*About this exercise*. Your task is to copy the stretch of lines in the records below that begins with the line containing "If you could point out the white ceramic" and ends with the line containing "If you could point out the red", exactly as written, with nothing added.

Working data Block Start

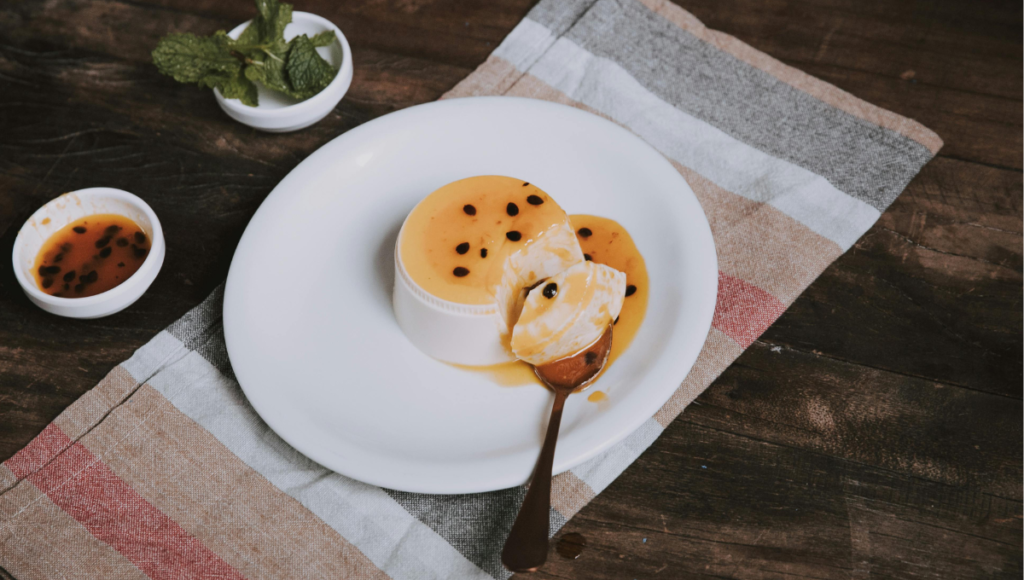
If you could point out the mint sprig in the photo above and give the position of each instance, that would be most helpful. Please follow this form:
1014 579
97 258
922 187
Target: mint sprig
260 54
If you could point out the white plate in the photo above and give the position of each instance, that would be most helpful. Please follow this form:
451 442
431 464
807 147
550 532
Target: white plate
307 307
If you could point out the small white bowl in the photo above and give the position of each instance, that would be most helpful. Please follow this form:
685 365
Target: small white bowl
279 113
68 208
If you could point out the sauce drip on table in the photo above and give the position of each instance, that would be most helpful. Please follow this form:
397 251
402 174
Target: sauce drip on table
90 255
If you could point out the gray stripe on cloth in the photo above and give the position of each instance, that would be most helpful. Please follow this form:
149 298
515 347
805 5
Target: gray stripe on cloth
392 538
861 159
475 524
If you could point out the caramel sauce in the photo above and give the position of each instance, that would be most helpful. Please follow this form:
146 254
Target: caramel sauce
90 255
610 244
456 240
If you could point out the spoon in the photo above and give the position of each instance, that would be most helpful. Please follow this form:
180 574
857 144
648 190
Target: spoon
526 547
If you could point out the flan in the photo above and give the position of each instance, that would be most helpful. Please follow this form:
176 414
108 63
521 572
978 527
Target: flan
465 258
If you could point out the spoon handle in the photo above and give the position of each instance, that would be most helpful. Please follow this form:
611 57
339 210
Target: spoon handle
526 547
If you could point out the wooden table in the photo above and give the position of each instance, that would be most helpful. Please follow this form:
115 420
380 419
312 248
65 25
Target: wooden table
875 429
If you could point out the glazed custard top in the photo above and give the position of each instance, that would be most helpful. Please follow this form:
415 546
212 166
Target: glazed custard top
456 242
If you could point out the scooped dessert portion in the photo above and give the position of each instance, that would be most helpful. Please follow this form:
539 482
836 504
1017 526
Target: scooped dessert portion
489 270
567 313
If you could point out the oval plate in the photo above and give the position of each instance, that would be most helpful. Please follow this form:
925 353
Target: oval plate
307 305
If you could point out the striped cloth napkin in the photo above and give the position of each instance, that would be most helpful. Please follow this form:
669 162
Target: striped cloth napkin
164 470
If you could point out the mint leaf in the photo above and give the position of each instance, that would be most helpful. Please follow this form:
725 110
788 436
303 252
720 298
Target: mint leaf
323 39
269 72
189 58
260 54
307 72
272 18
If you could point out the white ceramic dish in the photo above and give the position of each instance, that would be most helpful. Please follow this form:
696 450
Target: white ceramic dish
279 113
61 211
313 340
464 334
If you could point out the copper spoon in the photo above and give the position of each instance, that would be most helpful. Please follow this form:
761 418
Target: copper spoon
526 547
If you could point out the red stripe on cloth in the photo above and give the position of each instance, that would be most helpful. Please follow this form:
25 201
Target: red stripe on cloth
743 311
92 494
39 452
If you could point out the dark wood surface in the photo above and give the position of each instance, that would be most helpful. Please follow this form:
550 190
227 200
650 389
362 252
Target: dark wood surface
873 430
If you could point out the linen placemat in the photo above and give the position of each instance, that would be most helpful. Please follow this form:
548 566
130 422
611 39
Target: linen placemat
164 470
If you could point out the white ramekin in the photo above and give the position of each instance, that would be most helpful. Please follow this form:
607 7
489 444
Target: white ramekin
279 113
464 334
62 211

Working data Block End

*Exercise solution*.
If you could point out the white ceramic dish in the photo above and give the position of each instance, that would be most helpful. Please follow this form:
696 450
Target: white ceramic dish
279 113
61 211
313 340
464 334
If you could point out the copper spoon in the photo above and give the position of each instance, that would be most helpful. Please follow this form:
761 418
Target: copper spoon
526 547
If you could point out the red stripe on cloth in the photo above and give the position of each instance, that would be most helpful. Please follow this form:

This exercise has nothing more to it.